-------- DATA FOR THIS TASK

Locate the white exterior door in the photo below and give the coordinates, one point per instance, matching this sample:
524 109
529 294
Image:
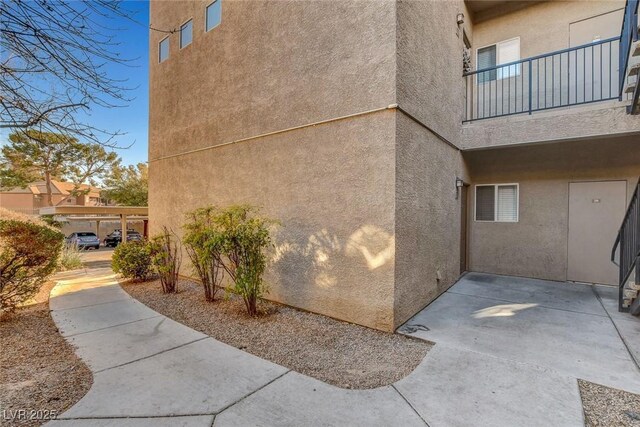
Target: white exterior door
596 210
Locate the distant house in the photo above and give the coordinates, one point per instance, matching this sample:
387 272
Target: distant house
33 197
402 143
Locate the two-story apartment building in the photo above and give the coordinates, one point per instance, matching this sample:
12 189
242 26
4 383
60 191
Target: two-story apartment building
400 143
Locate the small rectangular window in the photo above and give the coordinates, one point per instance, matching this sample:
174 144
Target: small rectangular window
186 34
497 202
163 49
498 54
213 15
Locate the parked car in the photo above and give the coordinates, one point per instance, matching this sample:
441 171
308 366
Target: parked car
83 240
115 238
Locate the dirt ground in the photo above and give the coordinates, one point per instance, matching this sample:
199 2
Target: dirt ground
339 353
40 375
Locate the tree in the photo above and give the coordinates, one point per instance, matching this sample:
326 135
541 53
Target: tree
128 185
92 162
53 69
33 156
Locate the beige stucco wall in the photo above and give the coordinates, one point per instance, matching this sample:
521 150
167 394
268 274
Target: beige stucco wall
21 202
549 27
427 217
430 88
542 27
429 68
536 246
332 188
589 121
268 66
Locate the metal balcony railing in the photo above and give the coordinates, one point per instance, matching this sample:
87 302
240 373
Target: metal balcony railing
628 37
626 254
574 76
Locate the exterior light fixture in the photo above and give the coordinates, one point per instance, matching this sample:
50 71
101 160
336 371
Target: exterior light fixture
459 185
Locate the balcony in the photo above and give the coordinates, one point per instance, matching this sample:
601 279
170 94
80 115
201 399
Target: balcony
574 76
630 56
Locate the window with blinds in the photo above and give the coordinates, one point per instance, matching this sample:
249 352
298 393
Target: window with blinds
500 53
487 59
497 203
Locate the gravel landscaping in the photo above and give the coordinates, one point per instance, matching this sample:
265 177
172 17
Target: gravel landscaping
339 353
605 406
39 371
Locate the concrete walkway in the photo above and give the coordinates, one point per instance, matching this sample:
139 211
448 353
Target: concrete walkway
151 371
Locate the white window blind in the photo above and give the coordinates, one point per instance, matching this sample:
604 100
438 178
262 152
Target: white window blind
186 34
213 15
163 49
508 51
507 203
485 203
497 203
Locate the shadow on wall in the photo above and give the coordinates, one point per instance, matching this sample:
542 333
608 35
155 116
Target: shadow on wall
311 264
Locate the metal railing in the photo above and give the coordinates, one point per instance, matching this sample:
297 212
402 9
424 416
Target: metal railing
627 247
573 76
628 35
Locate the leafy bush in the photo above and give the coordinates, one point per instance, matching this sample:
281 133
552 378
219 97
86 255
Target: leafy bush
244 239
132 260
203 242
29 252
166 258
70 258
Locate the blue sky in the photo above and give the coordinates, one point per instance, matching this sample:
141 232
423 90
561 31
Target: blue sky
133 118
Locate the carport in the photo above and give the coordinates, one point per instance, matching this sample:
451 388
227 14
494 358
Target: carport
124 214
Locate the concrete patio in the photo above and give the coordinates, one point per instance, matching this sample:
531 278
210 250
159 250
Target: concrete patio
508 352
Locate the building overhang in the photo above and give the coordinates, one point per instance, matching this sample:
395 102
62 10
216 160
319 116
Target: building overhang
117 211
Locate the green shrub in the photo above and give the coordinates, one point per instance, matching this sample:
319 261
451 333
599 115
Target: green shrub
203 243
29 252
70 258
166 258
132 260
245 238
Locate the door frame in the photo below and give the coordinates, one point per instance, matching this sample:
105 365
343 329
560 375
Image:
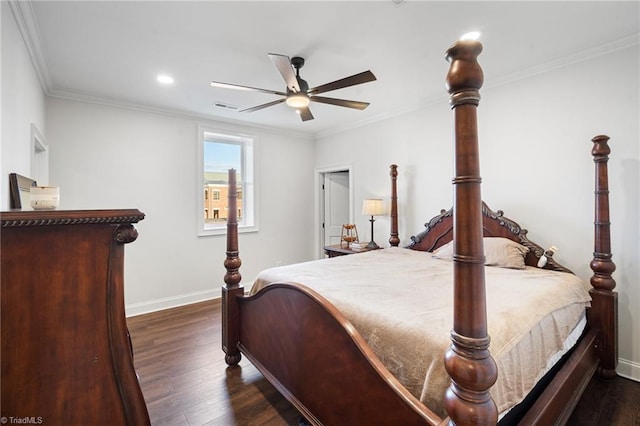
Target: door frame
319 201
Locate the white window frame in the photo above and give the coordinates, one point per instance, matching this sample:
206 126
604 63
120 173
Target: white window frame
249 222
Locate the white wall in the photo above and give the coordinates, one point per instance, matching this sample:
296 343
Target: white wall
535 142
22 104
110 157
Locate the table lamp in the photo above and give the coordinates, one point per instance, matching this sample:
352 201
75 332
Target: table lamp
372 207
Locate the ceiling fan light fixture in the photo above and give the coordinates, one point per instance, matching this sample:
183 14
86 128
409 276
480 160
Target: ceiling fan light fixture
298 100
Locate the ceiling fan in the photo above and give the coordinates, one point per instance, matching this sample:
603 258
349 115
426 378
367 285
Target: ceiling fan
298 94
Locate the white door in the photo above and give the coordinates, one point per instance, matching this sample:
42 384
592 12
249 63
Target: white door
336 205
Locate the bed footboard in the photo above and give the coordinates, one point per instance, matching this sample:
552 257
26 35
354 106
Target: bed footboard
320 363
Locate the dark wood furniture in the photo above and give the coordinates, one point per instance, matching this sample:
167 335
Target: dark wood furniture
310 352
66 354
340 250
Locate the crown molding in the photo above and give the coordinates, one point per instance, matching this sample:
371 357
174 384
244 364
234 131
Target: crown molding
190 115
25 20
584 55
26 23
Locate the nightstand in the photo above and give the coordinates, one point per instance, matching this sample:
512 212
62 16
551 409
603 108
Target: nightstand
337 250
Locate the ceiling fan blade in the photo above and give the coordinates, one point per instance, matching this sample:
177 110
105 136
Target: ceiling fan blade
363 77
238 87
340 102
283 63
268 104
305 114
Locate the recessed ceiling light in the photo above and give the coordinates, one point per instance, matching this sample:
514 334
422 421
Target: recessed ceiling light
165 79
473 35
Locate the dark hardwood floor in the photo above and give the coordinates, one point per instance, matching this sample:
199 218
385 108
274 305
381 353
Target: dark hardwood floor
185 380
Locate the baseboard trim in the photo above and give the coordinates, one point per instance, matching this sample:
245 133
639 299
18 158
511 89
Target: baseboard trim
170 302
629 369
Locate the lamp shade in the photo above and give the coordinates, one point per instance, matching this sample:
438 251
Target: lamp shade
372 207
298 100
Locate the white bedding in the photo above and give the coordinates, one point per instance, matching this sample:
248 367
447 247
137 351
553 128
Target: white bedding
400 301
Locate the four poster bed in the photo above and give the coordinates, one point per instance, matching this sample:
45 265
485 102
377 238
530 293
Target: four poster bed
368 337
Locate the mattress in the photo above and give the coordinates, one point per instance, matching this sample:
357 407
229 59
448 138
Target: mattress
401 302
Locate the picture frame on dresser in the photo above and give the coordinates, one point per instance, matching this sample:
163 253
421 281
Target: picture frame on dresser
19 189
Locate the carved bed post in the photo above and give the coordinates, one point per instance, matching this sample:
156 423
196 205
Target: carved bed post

----------------

**DIRECTIONS:**
Give every record back exactly as it reads, with no images.

**TASK ANSWER:**
Locate the white exterior door in the photo below and give the coordinates, one point per instance, matching this sample:
524 109
529 294
Image:
Target: white exterior door
596 210
Locate the distant house in the photo above and give the coordinates, one point per instance, matching this sample:
387 272
Target: distant house
33 197
402 143
Locate the two-story apartment building in the photo above and give the coordinates, one point per instance, matching this sample:
12 189
242 26
4 383
60 191
Target: two-story apartment building
400 143
Locate the small rectangular window in the photo above and give the coordinates, one point per instance, matching this sample:
174 144
Target: small rectangular window
186 34
497 202
163 49
498 54
213 15
Locate the parked car in the photo above and give the coordinates, one point per instance, matching this sample:
441 171
308 366
Target: parked car
83 240
115 238
Locate the dirt ground in the photo above and give the coordinates, one point per instance, matching this sample:
199 2
Target: dirt ground
339 353
40 375
Locate the tree in the photo above and give the coordinates, one point per instance, matching this sample:
326 135
541 53
Target: tree
128 185
92 162
53 69
33 156
Locate the beige stucco wall in the photo above and give the coordinates, one point per instance, matching this sample:
521 150
167 394
268 274
Target: beige stucco wall
21 202
549 27
427 217
430 88
542 27
429 68
536 246
332 188
589 121
268 66
Locate the metal balcony railing in the photo above and give the coordinates, one point per instance, matching this sample:
87 302
240 373
Target: metal balcony railing
628 37
626 254
574 76
Locate the exterior light fixture in the photo above and give the coordinates, one point per instance, matching this sample:
50 71
101 160
336 371
Target: exterior light fixture
459 185
Locate the balcony in the photo above and give the coordinates, one point per instance, matching this sample:
601 279
170 94
80 115
201 399
Target: balcony
574 76
630 56
Locate the window with blinds in the photo above and give the coordinates, one point per instance, matching this sample:
249 352
298 393
Target: window with blinds
500 53
487 59
497 203
Locate the gravel landscaping in the photo above and give the coordinates, one point per instance, matching this sample:
265 177
172 17
Target: gravel landscaping
339 353
605 406
39 371
Locate the concrete walkway in the photo above and give the coordinates, one point per instance, matching this sample:
139 211
448 353
Target: concrete walkway
151 371
Locate the white window blind in the photo above and give the coordinates, one point per instance, matching this sample:
604 100
438 178
262 152
Target: white window blind
186 34
213 15
163 49
508 51
507 203
485 203
497 203
Locate the shadow on wall in the photo above and give the coordinates, one point per instance, matching this sample:
542 333
608 35
155 116
Target: shadow on wall
311 264
Locate the metal railing in the photo above and give the coordinates, one point per instance, matching this sample:
297 212
402 9
424 416
Target: metal railing
627 247
573 76
628 35
Locate the leafy bush in the photo above and give the coordinates, one point per instance, matching this sample:
281 133
552 378
219 97
86 255
Target: leafy bush
244 239
132 260
203 242
29 252
166 258
70 258
Locate the blue sky in the photo above and give the coordinates, one point per instance, matching this sample:
141 232
423 90
561 31
Target: blue sky
133 118
Locate the carport in the photo above and give the coordinates, one point per instance, matching this sample:
451 388
227 14
494 358
Target: carport
124 214
Locate the concrete patio in the photo above and give the coordinates, one point per instance, matching this sample:
531 278
210 250
159 250
Target: concrete patio
508 352
Locate the building overhang in the photo above and give the coordinates, one point per instance, matching this sample:
395 102
62 10
216 160
319 116
Target: building overhang
117 211
Locate the green shrub in the photo above and give the coordinates, one point per instance, matching this sample:
319 261
451 333
599 115
Target: green shrub
203 243
29 252
70 258
166 258
132 260
245 238
Locate the door frame in the photo below and give the coordinates, one point per instance, matching this sample:
105 365
343 329
560 375
Image:
Target: door frame
319 201
Locate the white window frame in the photo above and give the coordinates, one point per instance, matching this sample:
206 126
604 63
120 173
Target: white window frame
249 222
Locate the white wall in the photo above and give the coordinates, one point per instance, matching this sample:
296 343
Target: white wall
535 142
22 104
110 157
Locate the table lamp in the photo above and give the coordinates, one point per instance, matching this sample:
352 201
75 332
Target: table lamp
372 207
Locate the ceiling fan light fixture in the photo above and give the coordinates, one point per instance, matching this sample:
183 14
86 128
409 276
480 160
Target: ceiling fan light fixture
298 100
Locate the ceiling fan in the photo above and give the coordinates, one point per instance, matching this sample:
603 258
349 115
426 378
367 285
Target: ceiling fan
298 94
Locate the white door in the photo above and give the coordinates, one point per instance, matching this sample:
42 384
592 12
249 63
Target: white door
336 205
Locate the bed footboard in the photo above and give the coordinates, one point per instance, matching this sample:
552 257
26 35
354 106
Target: bed footboard
320 363
Locate the dark wood furniture in the photo above and give the coordinates, one point per instance, matching this sample:
167 335
Target: dark wood furniture
310 352
66 354
340 250
Locate the crown molding in the photo above and give the coordinates, one point per instance, matching this sample:
371 357
174 384
244 364
234 131
Target: crown molding
190 115
25 20
584 55
26 23
Locate the nightstand in the photo above and give the coordinates, one point per instance, matching this sample:
512 212
62 16
551 409
603 108
Target: nightstand
337 250
Locate the ceiling fan blade in the photo above and give the coordinates, one point per instance, matching this sample:
177 110
105 136
Target: ceiling fan blade
363 77
238 87
340 102
283 63
268 104
305 114
Locate the recessed ceiling light in the photo above and give the coordinates, one point per instance, matching this sample:
514 334
422 421
Target: recessed ceiling light
165 79
473 35
Locate the dark hardwood floor in the photo above and give the coordinates, one point per instance, matching this sample:
199 218
385 108
274 305
381 353
Target: dark hardwood floor
185 380
Locate the baseboard trim in the photo above and give the coordinates, one point per instance, matching this sample:
245 133
639 299
18 158
511 89
Target: baseboard trim
170 302
629 369
Locate the lamp shade in the photo above and give the coordinates, one point per instance, matching this sample:
438 251
Target: lamp shade
372 207
298 100
Locate the white bedding in the photo above and give the coordinates, one point per instance, matching this sample:
248 367
447 247
137 351
553 128
Target: white bedding
400 301
Locate the four poster bed in the photo above and give the coordinates, one point per instance, matching this sample:
45 265
485 102
377 238
530 293
Target: four poster bed
368 337
Locate the mattress in the photo above and give the coordinates, one point per instance, matching this sample:
357 407
229 59
448 138
Target: mattress
401 302
Locate the picture frame on dresser in the photo above and give the coordinates, one point per instance, matching this sample:
163 253
421 281
Target: picture frame on dresser
19 189
Locate the carved bed post in the photo above and give the coordinates, one point per instance, matching this sample:
156 423
196 205
Target: carved bed post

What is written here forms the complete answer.